» **DESCRIPTION OF THE TASK**: From the listing below, rewrite every line of the part that opens with the line containing "Target: antenna on roof" and runs through the end of the listing, adding 128 to each polygon vertex coordinate in the answers. Please leave the pictures out of your reply.

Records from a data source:
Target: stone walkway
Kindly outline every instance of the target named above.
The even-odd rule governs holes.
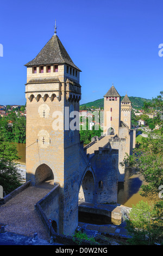
[[[34,209],[34,205],[53,188],[53,181],[36,186],[29,186],[0,206],[0,224],[7,231],[49,240],[44,225]]]

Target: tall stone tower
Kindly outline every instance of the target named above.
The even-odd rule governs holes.
[[[129,129],[131,129],[131,102],[126,94],[121,101],[121,121],[123,121]]]
[[[60,186],[58,231],[71,234],[78,225],[79,191],[76,182],[80,142],[79,129],[74,128],[72,121],[72,118],[78,120],[79,116],[77,112],[76,116],[70,113],[79,112],[81,70],[56,32],[25,66],[27,180],[35,185],[53,176],[54,183]]]
[[[121,96],[112,85],[104,96],[104,134],[119,136]]]

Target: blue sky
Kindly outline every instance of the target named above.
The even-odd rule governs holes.
[[[54,34],[82,70],[80,103],[163,90],[162,0],[1,0],[0,105],[26,102],[26,68]]]

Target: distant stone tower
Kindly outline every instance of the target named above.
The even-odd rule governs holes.
[[[131,129],[131,102],[127,94],[121,101],[121,121],[123,121]]]
[[[104,130],[106,135],[119,136],[121,121],[121,96],[112,85],[104,96]]]
[[[60,233],[71,234],[78,225],[76,182],[80,142],[79,129],[70,129],[74,117],[70,113],[79,112],[80,70],[56,33],[25,66],[27,180],[35,185],[52,175],[54,183],[59,184],[59,214],[55,221]]]

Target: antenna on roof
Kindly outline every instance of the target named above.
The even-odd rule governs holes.
[[[56,27],[56,20],[55,20],[55,26],[54,26],[55,31],[54,31],[54,35],[57,34],[57,27]]]

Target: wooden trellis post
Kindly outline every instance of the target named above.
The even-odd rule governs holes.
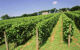
[[[36,50],[39,50],[38,28],[36,28]]]
[[[70,47],[70,37],[71,37],[71,24],[69,25],[69,35],[68,35],[68,47]]]
[[[5,39],[6,50],[9,50],[8,41],[7,41],[7,37],[6,37],[6,32],[5,31],[4,31],[4,39]]]

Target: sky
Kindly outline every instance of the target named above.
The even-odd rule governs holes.
[[[80,0],[0,0],[0,17],[4,14],[20,16],[52,8],[71,8]]]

» **FULL ANSWER**:
Target: antenna on roof
Kindly outline every instance of the target named above.
The even-odd rule governs holes.
[[[184,155],[184,148],[183,148],[183,154],[182,154],[183,159],[182,159],[182,163],[185,162],[185,155]]]

Target: wooden trellis post
Kindly outline every instance of the target named above.
The even-odd rule governs holes.
[[[164,178],[167,178],[166,156],[164,156]]]
[[[198,175],[198,165],[199,165],[199,152],[197,153],[197,163],[196,163],[196,175]]]
[[[133,167],[134,178],[137,178],[136,169],[135,169],[135,165],[134,165],[134,160],[133,159],[132,159],[132,167]]]

Target: sky
Kindly outline every instance of the target named above.
The even-odd rule governs holes.
[[[208,128],[128,128],[128,145],[132,142],[148,144],[180,136],[199,136]]]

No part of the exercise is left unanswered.